→ Problem requirements: Restate each entry word for word, leaving nothing out.

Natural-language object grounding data
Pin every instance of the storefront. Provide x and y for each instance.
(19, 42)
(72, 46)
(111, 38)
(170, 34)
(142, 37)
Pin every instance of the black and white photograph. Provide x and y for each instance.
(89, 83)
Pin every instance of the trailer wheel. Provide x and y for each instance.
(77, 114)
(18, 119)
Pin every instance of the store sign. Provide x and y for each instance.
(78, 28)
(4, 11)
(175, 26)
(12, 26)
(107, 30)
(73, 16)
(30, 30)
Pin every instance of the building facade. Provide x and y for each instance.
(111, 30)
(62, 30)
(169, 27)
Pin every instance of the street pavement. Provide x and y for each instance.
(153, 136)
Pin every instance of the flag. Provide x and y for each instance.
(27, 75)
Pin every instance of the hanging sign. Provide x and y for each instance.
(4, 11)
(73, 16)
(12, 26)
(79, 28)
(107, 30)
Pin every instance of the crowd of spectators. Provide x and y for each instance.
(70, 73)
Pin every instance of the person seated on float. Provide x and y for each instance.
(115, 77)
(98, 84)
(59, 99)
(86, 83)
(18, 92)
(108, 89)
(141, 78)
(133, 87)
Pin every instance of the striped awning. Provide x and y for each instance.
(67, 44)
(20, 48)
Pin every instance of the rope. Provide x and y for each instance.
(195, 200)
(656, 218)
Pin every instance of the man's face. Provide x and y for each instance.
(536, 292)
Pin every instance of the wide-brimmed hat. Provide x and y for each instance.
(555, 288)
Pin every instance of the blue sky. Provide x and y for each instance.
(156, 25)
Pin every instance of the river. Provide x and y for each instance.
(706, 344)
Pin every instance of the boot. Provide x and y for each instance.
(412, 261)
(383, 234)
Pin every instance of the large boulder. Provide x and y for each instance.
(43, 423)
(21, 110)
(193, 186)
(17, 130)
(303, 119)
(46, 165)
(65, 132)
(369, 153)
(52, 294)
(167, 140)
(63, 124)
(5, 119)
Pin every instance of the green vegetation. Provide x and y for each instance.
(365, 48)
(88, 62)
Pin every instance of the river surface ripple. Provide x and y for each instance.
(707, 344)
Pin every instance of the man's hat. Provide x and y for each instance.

→ Response area:
Pin every instance of the storefront. Provide x and y for each instance.
(19, 42)
(72, 46)
(111, 38)
(170, 34)
(142, 37)
Pin every instance of the black and white photograph. Provide x and y for each instance.
(89, 83)
Pin every instance of the trailer wheel. Provide x and y for each instance.
(77, 114)
(18, 119)
Pin every instance of the store sign. Provide x and y for each instance.
(78, 28)
(4, 11)
(175, 26)
(12, 26)
(107, 30)
(73, 16)
(30, 30)
Pin every instance of the building facade. Provide x and y for each instance.
(111, 30)
(62, 30)
(169, 27)
Pin every instance of the street pavement. Provide x and y for each instance.
(153, 136)
Pin every instance of the flag. Provide x and y for each instance.
(27, 75)
Pin every instance of the hanging sign. Provide x and y for each instance.
(4, 11)
(73, 16)
(12, 26)
(79, 28)
(107, 30)
Pin every instance of the crowd of spectators. Provide x and y for each instance.
(70, 73)
Pin every instance of the person seated on float. Provide x and y for each instance.
(115, 77)
(98, 84)
(59, 99)
(86, 83)
(18, 92)
(108, 89)
(141, 78)
(133, 87)
Pin every instance of the striped awning. Provide x and y for each instance.
(67, 44)
(20, 48)
Pin every instance of the rope. Provide x and y for each instance.
(195, 200)
(656, 218)
Pin every instance of the man's face. Provide x and y for each instance.
(536, 292)
Pin every instance of the wide-brimmed hat. Provide x and y for each instance.
(555, 288)
Pin every instance of the blue sky. Provide x and y for each instance.
(156, 25)
Pin every instance of the river. Provide x and y for each instance.
(706, 344)
Pin every instance of the boot. Provide x and y for each instance.
(412, 261)
(383, 234)
Pin every instance of the large boulder. Provide x and y for each instance.
(43, 423)
(21, 110)
(193, 186)
(17, 130)
(303, 119)
(46, 165)
(65, 132)
(369, 153)
(52, 294)
(167, 140)
(63, 124)
(5, 119)
Pin every instance of the green vegetation. Provide x and y for each instance.
(365, 48)
(88, 62)
Pin every instance of the river surface ripple. Provide x and y for each instance.
(707, 344)
Pin every instance of the man's hat. Provide x and y for each instance.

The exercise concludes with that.